Source passage:
* START *
Republican presidential candidate, Nikki Haley, made a surprise appearance on “Saturday Night Live” this past week. As the pivotal South Carolina primary approaches on Feb. 24, Haley drew attention to how former President Donald Trump has not participated in debates and his ongoing legal challenges. 

Many candidates have appeared on SNL before, including Trump, Barack Obama and Chris Christie. During the skit, Haley played a South Carolina voter during a CNN Town Hall.

“My question is, why won’t you debate Nikki Haley?” Haley asked James Austin Johnson, who was playing Trump during the skit. 

Throughout the skit, Haley’s recommendation for mental competency tests for politicians over the age of 75 was also highlighted. 

When Haley questioned Trump’s age and mentioned the test, the actor responded by saying, “I took the test, and I aced it, okay? Perfect score. They said I’m 100% mental.” 

Haley also addressed her recent Civil War gaffe, when host Ayo Edibiri asked her what the cause was and humorously asked if it started with an “S” and ended in “lavery,” to which Haley responded should have been her initial response.

With the South Carolina Primary being 18 days away, both Haley and Trump are looking to engage with voters in unique ways and gain support.

Israeli Aid Package:

House Speaker Mike Johnson is looking to pass legislation providing $17.6 million in military aid to Israel in the upcoming week. This bill does not include additional funding to Ukraine. 

“The need to support our closest ally and our own forces in the region has never been more pressing, and many members of our conference have urged immediate action,” Johnson wrote in a letter to his fellow Republicans.

If the bill were to be passed, financial aid to Ukraine would be excluded. Supporting Ukraine has remained a priority for Biden since February 2022. 

Providing aid for Israel has gained bipartisan support, therefore placing stress on the administration 

“We cannot wait any longer,” Johnson said, during his appearance on NBC’s “Meet the Press” on Sunday. “The House is willing to lead, and the reason we have to take care of this Israel situation right now is because the situation has escalated.” 

Johnson drew attention to the recent airstrikes by the United States after three American soldiers were killed in Jordan. 

“While the Senate appears poised to finally release text of their supplemental package after months of behind closed doors negotiations, their leadership is aware that by failing to include the House in their negotiations, they have eliminated the ability for swift consideration of any legislation,” Johnson said. 

The timing of the Israel Aid Bill comes at the same time that the Senate is looking to introduce a border security compromise and President Biden’s $106 billion request for Ukraine, Israel and multiple other issues. 

The House and Senate are slated to continue negotiations on the bill this week. 

Trump Trial Update:

The three-judge panel of the U.S. Court of Appeals for the District of Columbia, which is overseeing Trump’s trial on charges of plotting to overturn the results of the 2020 election, has decided to postpone the issuing of its decision, as well as the trial date.
* END *
Given data:
* START *
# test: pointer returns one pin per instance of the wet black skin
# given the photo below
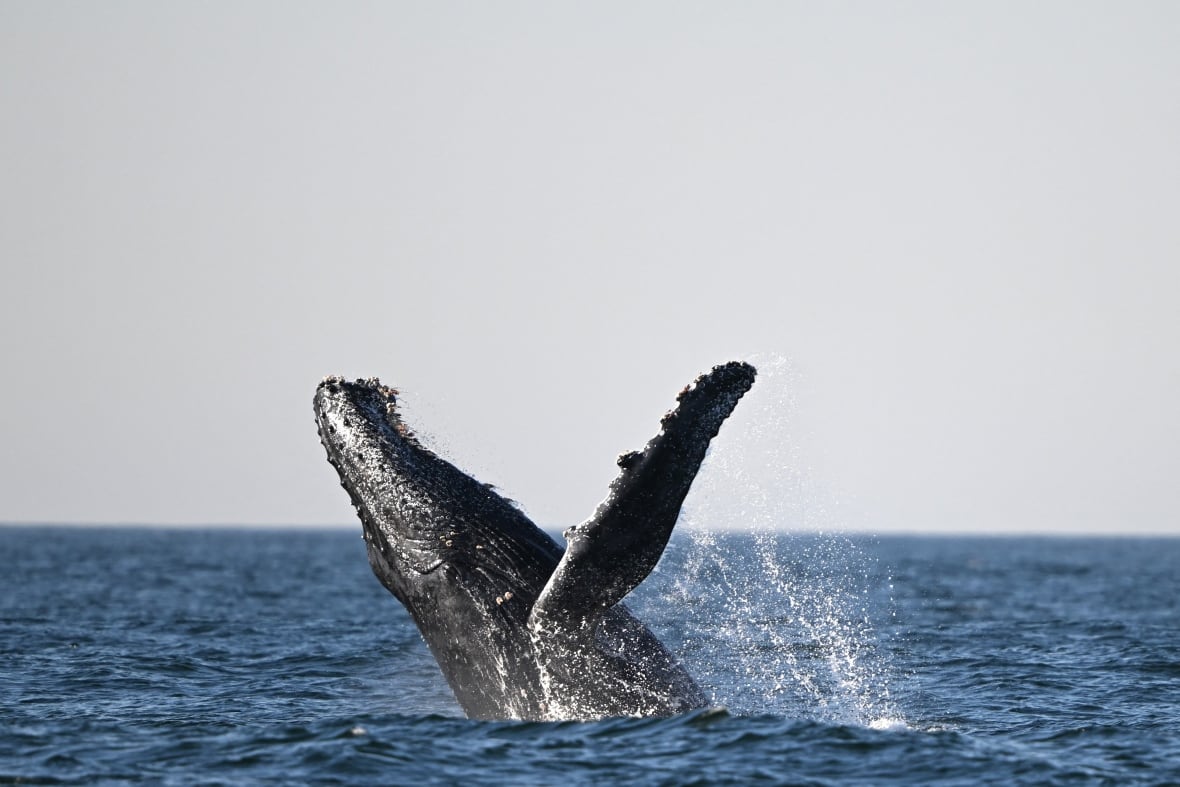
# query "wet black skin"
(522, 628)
* END *
* START *
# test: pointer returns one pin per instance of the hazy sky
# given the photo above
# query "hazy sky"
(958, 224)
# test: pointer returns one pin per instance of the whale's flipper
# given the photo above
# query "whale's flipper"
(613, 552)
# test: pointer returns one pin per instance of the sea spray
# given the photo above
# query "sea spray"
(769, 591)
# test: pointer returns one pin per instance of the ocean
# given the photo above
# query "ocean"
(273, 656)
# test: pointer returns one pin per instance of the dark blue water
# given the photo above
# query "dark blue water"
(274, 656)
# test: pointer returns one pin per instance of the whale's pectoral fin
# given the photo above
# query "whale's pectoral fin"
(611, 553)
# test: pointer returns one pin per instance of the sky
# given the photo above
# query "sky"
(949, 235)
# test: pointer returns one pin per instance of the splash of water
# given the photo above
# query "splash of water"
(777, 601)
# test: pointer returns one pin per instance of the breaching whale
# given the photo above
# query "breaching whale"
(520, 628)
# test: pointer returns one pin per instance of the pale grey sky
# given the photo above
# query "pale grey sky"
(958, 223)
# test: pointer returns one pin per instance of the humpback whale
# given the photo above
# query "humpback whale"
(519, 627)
* END *
Actions to take:
A – Rewrite the part of the news passage that opens with the words containing "Haley also addressed" and closes with "funding to Ukraine.", replacing "unique" with "creative".
B – Pull out every line of the entries that contains the word "spray".

Answers to the tasks:
A –
Haley also addressed her recent Civil War gaffe, when host Ayo Edibiri asked her what the cause was and humorously asked if it started with an “S” and ended in “lavery,” to which Haley responded should have been her initial response.

With the South Carolina Primary being 18 days away, both Haley and Trump are looking to engage with voters in creative ways and gain support.

Israeli Aid Package:

House Speaker Mike Johnson is looking to pass legislation providing $17.6 million in military aid to Israel in the upcoming week. This bill does not include additional funding to Ukraine.

B –
# test: pointer returns one pin per instance of the sea spray
# query "sea spray"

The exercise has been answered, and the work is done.